▶ _EXERCISE OBJECTIVE_
From the album reviews below, return word for word the part that opens with the words containing "BACK TO THE" and closes with "best Kiss album.".

[READING PASSAGE — start]

Released in December, Less Than Jake first full-length in seven years slipped under the radar for many, including me. The departure of founding drummer/lyricist Vinnie Fiorello might have been daunting, but the ageless Florida ska/punks’ have been touring and knocking out EP’s regularly, and now Silver Linings establishes that the horn-fueled collective remains as punchy and fun as their 1995 debut or early-2000’s heyday. Lyrically, the songs have shifted from adolescent hi-jinks and angst to the travails of adulthood, tackling mature topics like depression, lethargy, and self-destructive behavior. A few slower tracks like “Lost At Home” and “So Much Less” provide a respite from the breakneck tempos, but mostly this is Less Than Jake only ever-so-much-more-so: The horn arrangements fit seamlessly into the tracks, the guitars still provide gusto, the vocal harmonies entwine effortlessly. It’s rare that I’d recommend a band’s ninth album as a starting point, but whether you’re an old fan or completely new to Less Than Jake, Silver Linings won’t disappoint.
TWO BASE HITS
One unexpected consequence of the COVID pandemic has been the return from hiatus of bands after long periods – sometimes decades – of dormancy. Apparently that’s as true in Europe as here, as evidenced by the Italian hardcore band Locked In, back after seven years with this 5-song EP. Just as Italy has a legion of pop-punk bands rocking Ramonescore like it’s still 1995, Locked In inhabits that period in the early Eighties when the NYC hardcore scene made a hard right turn towards metal. The throbbing low end and unrelentingly throaty fury of the vocals hit familiar notes, although “Dying City” features a quiet break that stands out before the psychotic chugga-chugga strikes up again. Molto forte, molto arrabiato, molto veloce. If you’re still listening to Agnostic Front and Sick Of It All, by all means check this out.
OUT OF LEFT FIELD
You’ll find this under a different, much longer title on Spotify, because the streaming service wouldn’t host an “EP” with 11 tracks (!). Worm Quartet is actually a guy from Rochester, NY named Shoebox who creates crazy synth-driven novelty pop, akin to chiptune and nerdcore but really a force unto its own (and a favorite of Dr. Demento.) “The Pac-Man” EP consists of five new songs and “stuff” – remixes, funny intro’s and outro’s, and a full-length version of the music you hear playing Pac-Man – and it’s not only laugh-out-loud funny, but also surprisingly musical (especially the duet with nerdcore vet Devo Spice). Part Looney Tunes, part Lewis Carroll, part parody, part lunacy, Worm Quartet will make you smile and bob your head. Win/win.
BACK TO THE MINORS
Featuring former members of Mirror Queen, The Pink Swords, Bunkbed and Widestance (yeah, me neither,) Roger That! play painfully dated NYC rawk that sounds like one of the Dictators’ weaker albums only wankier. Recommended if you think Hot In The Shade is the best Kiss album.

[READING PASSAGE — finish]
[DATA LISTING — start]

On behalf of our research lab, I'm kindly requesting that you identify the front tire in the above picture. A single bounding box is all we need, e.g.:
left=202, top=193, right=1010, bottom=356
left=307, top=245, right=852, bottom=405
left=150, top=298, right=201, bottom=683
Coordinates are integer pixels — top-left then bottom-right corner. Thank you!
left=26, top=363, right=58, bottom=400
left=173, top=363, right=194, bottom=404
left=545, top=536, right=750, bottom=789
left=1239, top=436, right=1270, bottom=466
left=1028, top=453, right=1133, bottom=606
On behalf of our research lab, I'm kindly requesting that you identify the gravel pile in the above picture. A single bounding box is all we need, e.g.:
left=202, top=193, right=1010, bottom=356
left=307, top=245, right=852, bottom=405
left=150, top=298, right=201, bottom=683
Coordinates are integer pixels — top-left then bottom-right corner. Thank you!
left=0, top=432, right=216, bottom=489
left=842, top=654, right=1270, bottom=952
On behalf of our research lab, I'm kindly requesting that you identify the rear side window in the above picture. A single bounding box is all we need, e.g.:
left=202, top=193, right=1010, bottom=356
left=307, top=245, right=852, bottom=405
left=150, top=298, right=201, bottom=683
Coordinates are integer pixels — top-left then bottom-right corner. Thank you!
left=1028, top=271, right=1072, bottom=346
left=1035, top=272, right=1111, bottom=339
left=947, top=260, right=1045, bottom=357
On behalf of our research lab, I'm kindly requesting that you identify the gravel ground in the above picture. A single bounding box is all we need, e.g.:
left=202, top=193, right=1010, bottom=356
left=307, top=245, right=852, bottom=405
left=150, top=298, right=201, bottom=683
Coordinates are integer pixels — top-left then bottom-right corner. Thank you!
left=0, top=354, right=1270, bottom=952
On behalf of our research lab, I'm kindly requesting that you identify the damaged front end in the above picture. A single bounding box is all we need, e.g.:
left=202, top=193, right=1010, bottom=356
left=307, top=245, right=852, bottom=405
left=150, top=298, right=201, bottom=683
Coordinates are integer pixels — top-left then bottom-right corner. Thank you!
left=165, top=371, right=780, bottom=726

[DATA LISTING — finish]

▶ _RESPONSE TO THIS EXERCISE_
BACK TO THE MINORS
Featuring former members of Mirror Queen, The Pink Swords, Bunkbed and Widestance (yeah, me neither,) Roger That! play painfully dated NYC rawk that sounds like one of the Dictators’ weaker albums only wankier. Recommended if you think Hot In The Shade is the best Kiss album.